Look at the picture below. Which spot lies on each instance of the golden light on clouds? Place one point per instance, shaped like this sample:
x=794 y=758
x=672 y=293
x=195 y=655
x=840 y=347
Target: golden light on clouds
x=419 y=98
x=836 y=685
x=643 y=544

++++

ABOUT THIS EXERCISE
Reproduce the data in its entirety, matching each character.

RESPONSE FOR THIS EXERCISE
Look at the picture below. Which spot lies on each instance of the golden light on clouds? Place one point per instance, shaped like this sample:
x=794 y=758
x=672 y=293
x=195 y=655
x=840 y=347
Target: golden light on clouds
x=419 y=98
x=836 y=685
x=643 y=544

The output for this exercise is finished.